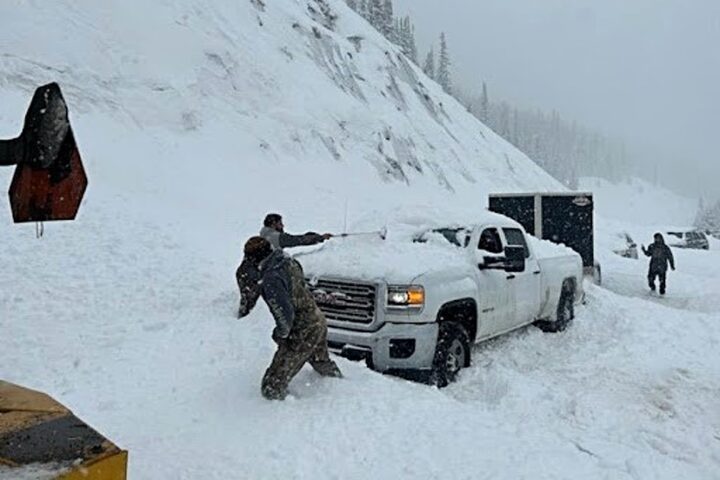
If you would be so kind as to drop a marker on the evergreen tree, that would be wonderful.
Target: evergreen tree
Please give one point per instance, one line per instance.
(363, 9)
(443, 71)
(429, 66)
(411, 45)
(388, 19)
(484, 105)
(376, 15)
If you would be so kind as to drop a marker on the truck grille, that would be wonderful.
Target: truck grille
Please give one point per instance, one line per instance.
(345, 301)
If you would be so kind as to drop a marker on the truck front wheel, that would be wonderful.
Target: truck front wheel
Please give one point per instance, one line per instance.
(451, 354)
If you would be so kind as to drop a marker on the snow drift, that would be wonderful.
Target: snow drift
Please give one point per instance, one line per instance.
(196, 118)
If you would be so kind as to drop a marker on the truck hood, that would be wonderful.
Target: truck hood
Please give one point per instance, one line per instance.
(398, 260)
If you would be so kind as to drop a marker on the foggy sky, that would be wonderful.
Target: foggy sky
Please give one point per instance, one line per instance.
(647, 71)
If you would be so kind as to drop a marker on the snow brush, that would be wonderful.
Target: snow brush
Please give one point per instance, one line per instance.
(382, 233)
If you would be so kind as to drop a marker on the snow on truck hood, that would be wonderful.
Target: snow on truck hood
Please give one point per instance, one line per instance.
(397, 259)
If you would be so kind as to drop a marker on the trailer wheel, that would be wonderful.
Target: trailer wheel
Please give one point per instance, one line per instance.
(452, 353)
(565, 313)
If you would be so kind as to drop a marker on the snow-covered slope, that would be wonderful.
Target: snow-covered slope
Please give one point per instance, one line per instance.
(639, 202)
(234, 87)
(195, 118)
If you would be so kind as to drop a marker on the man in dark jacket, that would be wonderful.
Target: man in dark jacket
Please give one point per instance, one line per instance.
(300, 327)
(274, 232)
(660, 256)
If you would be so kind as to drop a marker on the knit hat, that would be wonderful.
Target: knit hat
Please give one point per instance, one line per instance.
(257, 249)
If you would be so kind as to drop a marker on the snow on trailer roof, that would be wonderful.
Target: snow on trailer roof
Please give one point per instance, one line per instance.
(542, 194)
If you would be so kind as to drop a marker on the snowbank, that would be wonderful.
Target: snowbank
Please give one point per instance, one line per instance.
(195, 119)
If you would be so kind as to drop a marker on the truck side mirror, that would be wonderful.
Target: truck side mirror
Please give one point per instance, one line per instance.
(514, 259)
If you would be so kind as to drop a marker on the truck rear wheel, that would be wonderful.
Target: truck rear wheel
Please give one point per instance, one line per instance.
(565, 313)
(452, 353)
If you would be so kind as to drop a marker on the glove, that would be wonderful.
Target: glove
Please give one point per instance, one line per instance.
(279, 337)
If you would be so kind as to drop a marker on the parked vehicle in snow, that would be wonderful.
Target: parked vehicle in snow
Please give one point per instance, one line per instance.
(414, 307)
(688, 239)
(560, 217)
(626, 246)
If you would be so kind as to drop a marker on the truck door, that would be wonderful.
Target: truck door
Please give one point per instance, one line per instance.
(525, 285)
(494, 296)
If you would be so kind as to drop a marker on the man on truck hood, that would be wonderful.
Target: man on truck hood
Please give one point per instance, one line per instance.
(660, 256)
(300, 327)
(273, 231)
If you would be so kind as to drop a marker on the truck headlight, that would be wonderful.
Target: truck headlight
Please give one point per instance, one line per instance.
(405, 296)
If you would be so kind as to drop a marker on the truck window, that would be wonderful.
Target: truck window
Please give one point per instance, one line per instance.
(516, 238)
(490, 241)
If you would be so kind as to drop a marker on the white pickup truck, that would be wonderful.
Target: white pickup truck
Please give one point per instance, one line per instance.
(413, 306)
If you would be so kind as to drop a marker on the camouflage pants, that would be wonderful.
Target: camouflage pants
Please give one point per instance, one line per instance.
(305, 344)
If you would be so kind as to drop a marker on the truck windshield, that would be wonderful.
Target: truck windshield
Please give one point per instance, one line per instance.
(458, 236)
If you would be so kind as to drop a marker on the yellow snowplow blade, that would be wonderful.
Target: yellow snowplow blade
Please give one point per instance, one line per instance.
(40, 436)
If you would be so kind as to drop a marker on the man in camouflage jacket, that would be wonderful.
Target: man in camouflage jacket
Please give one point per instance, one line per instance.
(300, 328)
(660, 256)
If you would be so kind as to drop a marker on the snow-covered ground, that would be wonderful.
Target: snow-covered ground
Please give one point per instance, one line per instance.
(127, 315)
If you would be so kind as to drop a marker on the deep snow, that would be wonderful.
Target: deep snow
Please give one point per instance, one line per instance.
(127, 315)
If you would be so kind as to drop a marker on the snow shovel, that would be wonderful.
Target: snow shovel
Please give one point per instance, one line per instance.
(49, 181)
(382, 233)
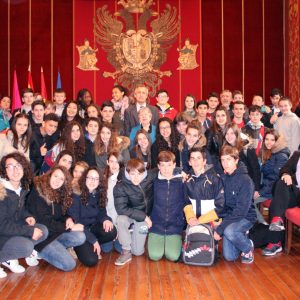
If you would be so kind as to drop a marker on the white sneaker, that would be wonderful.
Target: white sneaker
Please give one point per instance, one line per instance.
(3, 274)
(14, 266)
(32, 260)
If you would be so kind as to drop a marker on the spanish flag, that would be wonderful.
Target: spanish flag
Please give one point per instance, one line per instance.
(30, 82)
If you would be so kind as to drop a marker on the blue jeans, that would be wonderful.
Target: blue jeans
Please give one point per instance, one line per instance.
(235, 239)
(20, 246)
(107, 247)
(56, 253)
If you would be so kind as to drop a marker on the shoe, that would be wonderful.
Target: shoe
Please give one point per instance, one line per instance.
(3, 274)
(32, 260)
(124, 258)
(276, 226)
(248, 258)
(14, 266)
(272, 249)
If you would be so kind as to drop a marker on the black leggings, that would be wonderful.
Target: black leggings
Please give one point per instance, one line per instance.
(284, 197)
(85, 252)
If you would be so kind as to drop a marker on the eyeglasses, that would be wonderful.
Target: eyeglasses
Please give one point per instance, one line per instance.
(165, 128)
(93, 178)
(17, 167)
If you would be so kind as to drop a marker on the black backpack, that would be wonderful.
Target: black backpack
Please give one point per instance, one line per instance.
(199, 246)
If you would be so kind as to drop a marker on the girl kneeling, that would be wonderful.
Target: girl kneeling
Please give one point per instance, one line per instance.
(88, 208)
(48, 201)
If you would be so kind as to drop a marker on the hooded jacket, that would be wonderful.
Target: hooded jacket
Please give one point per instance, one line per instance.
(239, 190)
(206, 187)
(13, 214)
(135, 201)
(271, 169)
(88, 214)
(124, 143)
(47, 213)
(169, 199)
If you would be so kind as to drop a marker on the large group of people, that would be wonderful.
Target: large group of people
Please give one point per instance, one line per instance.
(78, 179)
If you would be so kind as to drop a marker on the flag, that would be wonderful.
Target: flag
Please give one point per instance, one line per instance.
(58, 82)
(43, 85)
(30, 82)
(16, 99)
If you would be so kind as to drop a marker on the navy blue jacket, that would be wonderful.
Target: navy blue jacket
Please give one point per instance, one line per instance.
(239, 190)
(167, 213)
(206, 186)
(88, 214)
(271, 169)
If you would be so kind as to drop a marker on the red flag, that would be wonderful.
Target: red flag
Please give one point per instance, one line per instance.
(16, 99)
(43, 85)
(30, 82)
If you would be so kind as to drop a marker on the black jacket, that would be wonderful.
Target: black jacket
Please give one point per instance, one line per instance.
(88, 214)
(135, 201)
(47, 213)
(207, 186)
(239, 190)
(13, 215)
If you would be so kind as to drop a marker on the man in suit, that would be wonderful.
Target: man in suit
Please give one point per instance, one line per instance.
(131, 118)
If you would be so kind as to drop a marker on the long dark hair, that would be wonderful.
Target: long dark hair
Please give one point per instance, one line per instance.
(162, 144)
(80, 98)
(137, 148)
(26, 180)
(25, 138)
(100, 189)
(64, 120)
(65, 142)
(61, 195)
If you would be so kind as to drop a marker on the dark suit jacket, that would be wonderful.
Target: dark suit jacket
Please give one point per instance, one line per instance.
(131, 118)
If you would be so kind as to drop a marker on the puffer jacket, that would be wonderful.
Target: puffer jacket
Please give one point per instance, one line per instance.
(135, 201)
(271, 169)
(13, 215)
(48, 213)
(205, 187)
(239, 190)
(167, 213)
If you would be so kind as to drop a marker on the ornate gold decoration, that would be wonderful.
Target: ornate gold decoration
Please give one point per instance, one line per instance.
(135, 53)
(187, 56)
(87, 57)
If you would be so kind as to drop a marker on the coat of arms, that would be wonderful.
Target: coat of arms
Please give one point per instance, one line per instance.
(136, 53)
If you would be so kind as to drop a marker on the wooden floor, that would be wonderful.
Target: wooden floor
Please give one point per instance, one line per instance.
(266, 278)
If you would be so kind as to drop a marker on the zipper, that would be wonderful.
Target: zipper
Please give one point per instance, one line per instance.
(167, 212)
(144, 197)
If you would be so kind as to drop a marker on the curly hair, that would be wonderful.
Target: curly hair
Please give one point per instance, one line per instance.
(101, 189)
(265, 153)
(99, 146)
(22, 160)
(161, 143)
(61, 195)
(65, 142)
(25, 138)
(239, 143)
(137, 148)
(64, 118)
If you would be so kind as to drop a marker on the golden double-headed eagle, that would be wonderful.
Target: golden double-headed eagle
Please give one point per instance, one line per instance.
(135, 53)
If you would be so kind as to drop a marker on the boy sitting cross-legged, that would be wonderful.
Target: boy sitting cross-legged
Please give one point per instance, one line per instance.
(133, 197)
(167, 213)
(204, 189)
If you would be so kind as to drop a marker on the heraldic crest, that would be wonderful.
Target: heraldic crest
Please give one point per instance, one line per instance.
(136, 53)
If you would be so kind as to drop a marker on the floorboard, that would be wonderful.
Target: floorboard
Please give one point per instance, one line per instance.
(267, 278)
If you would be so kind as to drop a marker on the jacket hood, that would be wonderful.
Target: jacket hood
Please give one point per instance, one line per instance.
(199, 144)
(2, 192)
(280, 145)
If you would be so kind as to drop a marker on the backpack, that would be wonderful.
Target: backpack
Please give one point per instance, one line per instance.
(199, 246)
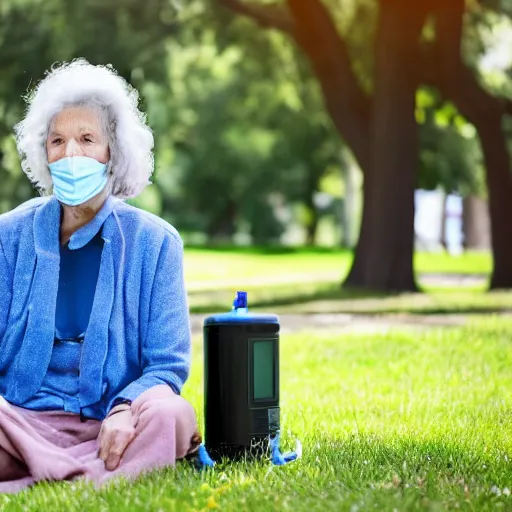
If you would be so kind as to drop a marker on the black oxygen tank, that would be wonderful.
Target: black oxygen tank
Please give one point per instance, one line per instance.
(241, 384)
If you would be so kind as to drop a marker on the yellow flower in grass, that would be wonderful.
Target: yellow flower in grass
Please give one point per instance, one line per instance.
(211, 503)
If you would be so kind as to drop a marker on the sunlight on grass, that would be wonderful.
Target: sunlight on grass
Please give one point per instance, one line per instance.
(398, 420)
(210, 269)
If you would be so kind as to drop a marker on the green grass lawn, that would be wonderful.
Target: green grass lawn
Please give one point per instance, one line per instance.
(278, 278)
(399, 421)
(213, 268)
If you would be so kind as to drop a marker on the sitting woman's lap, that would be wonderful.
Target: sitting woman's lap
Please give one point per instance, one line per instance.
(57, 446)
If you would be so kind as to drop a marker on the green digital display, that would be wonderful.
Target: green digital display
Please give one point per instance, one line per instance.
(263, 370)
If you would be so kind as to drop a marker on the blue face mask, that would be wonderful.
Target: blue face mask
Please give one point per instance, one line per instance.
(76, 179)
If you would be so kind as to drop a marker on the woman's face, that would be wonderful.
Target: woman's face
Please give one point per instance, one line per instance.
(77, 131)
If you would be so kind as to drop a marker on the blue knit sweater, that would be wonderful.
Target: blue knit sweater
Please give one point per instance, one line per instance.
(138, 334)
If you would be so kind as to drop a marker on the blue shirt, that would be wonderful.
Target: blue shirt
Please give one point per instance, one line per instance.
(78, 277)
(138, 334)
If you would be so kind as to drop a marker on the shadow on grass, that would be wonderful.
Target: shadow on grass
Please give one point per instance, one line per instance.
(267, 250)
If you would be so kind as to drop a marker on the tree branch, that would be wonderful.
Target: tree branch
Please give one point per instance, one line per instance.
(346, 101)
(268, 16)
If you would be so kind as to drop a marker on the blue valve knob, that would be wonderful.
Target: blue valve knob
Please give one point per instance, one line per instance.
(240, 300)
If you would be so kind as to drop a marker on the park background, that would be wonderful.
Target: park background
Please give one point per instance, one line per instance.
(347, 162)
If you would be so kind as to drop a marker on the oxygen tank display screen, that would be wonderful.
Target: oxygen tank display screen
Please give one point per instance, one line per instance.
(263, 369)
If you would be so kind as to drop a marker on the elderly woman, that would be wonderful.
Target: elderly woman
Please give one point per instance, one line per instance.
(94, 329)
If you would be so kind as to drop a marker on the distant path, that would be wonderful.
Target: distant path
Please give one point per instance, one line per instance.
(429, 279)
(339, 322)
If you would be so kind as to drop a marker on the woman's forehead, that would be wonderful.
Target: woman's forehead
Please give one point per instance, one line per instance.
(76, 117)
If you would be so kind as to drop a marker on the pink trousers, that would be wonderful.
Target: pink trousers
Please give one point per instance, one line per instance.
(55, 445)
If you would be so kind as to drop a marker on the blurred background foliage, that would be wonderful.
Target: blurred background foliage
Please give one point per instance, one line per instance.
(245, 150)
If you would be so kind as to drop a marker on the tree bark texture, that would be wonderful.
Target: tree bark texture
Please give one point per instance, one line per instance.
(458, 83)
(476, 224)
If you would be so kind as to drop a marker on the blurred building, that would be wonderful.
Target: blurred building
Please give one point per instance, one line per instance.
(451, 222)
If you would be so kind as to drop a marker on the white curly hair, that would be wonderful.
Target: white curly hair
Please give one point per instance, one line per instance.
(80, 83)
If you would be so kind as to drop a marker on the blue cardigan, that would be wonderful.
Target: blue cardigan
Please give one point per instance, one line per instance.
(138, 334)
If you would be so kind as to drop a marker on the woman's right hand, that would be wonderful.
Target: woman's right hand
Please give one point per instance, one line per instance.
(116, 433)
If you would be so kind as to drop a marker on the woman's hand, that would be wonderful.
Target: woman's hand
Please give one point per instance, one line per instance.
(117, 431)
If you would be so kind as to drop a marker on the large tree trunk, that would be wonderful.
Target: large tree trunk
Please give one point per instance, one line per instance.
(476, 224)
(499, 185)
(384, 258)
(458, 83)
(381, 132)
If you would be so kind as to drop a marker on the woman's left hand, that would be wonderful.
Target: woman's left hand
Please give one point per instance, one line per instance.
(117, 431)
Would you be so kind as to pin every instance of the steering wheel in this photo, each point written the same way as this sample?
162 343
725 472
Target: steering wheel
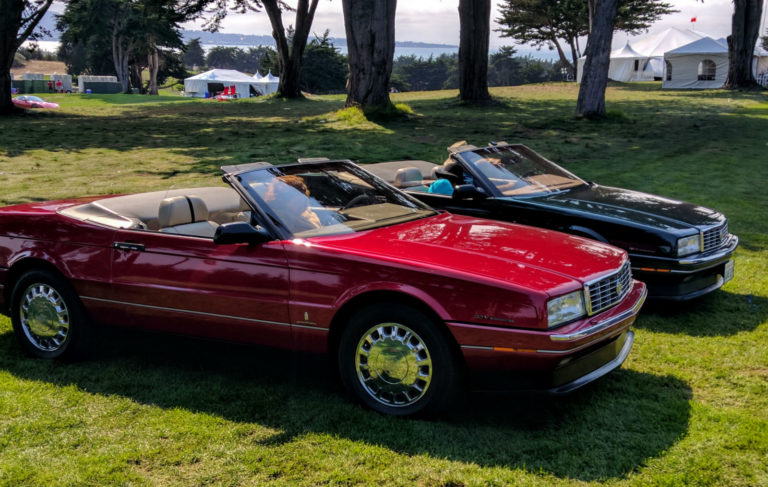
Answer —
356 201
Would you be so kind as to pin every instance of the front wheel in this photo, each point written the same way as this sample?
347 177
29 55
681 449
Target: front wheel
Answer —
48 319
395 360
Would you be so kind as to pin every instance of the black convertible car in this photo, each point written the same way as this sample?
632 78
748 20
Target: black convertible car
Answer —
680 250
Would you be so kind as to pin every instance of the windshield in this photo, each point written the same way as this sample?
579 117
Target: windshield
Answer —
328 199
517 170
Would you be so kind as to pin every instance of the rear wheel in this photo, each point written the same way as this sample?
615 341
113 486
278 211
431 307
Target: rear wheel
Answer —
395 360
48 319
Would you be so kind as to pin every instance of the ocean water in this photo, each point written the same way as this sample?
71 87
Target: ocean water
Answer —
422 52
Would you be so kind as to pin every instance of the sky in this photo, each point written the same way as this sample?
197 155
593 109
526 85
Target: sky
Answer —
437 21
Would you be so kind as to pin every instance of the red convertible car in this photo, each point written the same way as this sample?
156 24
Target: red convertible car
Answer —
324 257
31 101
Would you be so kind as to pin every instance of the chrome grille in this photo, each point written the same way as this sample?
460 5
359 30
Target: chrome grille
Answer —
714 237
607 291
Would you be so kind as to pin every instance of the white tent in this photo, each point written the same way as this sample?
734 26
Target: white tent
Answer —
626 64
701 64
215 80
266 84
646 55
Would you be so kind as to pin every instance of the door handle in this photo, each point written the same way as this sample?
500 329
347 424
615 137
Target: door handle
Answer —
128 246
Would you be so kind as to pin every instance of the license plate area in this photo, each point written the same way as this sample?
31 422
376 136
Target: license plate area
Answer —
728 274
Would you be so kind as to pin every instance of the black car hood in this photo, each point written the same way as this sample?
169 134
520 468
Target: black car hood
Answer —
631 207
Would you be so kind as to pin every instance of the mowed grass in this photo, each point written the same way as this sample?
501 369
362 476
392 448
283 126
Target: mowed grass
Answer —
689 407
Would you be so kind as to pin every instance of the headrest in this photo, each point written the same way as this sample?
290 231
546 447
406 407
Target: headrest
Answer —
407 175
180 210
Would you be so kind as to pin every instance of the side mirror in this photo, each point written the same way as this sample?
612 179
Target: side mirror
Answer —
240 232
468 192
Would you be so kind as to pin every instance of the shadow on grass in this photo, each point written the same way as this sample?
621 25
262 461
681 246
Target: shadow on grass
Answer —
604 431
717 314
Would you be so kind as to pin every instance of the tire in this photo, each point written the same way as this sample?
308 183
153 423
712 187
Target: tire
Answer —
396 360
48 319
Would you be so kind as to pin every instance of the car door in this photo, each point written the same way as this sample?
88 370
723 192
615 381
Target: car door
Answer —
193 286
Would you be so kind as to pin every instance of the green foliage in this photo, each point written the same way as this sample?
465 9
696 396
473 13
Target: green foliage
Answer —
689 407
194 54
90 28
411 73
34 52
323 70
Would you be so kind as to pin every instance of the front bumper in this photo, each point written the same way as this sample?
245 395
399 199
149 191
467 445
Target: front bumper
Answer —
684 278
553 361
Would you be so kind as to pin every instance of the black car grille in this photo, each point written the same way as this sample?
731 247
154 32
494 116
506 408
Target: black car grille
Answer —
714 237
608 291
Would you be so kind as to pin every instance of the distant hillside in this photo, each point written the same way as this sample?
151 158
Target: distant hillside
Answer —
48 23
221 39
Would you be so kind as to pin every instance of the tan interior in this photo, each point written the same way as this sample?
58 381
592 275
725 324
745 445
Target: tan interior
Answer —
168 211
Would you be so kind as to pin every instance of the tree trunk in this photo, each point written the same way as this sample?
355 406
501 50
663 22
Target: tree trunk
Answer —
121 49
370 29
475 30
135 76
153 65
745 28
591 101
290 56
12 21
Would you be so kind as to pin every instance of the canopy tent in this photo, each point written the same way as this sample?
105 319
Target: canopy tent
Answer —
760 65
267 84
645 55
700 64
626 64
216 80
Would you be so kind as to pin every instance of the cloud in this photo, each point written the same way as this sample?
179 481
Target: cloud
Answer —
437 21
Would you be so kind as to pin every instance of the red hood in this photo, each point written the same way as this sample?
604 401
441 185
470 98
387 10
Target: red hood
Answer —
538 259
49 206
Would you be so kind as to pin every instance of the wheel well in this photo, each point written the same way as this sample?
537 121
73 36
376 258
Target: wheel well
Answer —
19 268
357 303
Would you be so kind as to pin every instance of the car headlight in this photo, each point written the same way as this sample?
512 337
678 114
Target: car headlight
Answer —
565 308
688 245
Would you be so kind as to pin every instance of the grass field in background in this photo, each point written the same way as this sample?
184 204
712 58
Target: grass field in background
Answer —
689 407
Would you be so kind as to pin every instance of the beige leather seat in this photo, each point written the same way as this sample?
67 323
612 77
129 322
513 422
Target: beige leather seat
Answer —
407 177
185 215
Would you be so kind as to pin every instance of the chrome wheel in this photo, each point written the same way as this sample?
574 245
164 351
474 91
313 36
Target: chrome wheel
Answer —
393 365
44 317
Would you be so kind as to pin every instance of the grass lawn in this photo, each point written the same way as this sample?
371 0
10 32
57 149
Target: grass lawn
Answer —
689 407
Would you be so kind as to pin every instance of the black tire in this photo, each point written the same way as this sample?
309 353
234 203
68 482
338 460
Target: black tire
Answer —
396 360
47 316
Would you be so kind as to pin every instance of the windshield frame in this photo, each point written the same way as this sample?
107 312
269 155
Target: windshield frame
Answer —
526 151
264 216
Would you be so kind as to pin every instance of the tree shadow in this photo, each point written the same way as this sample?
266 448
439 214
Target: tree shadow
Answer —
721 313
605 431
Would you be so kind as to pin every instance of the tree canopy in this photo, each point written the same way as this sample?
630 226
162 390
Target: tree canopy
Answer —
127 33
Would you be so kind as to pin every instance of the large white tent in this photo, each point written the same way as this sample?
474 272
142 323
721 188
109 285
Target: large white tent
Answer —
215 80
701 64
645 56
266 84
626 64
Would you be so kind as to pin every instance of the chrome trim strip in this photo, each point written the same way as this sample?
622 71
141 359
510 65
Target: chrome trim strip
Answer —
201 313
309 327
602 325
608 274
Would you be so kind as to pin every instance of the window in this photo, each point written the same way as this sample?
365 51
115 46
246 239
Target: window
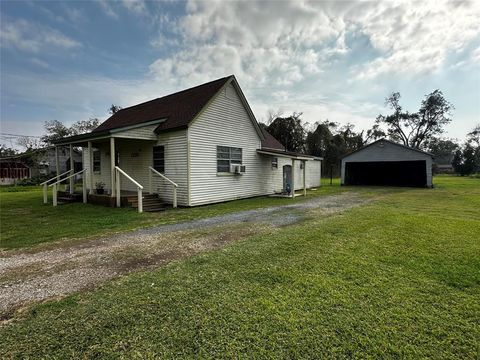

## ABOUT THIS EXERCISE
Return all lines from the entries that contain the string "yellow".

## ANSWER
If you would be so kind as to drop a marker on the yellow snowplow blade, that would be wonderful.
Target: yellow snowplow blade
If you would be so kind as to drop a marker on the yellow flower in grass, that would be wonderful.
Target: yellow flower in grass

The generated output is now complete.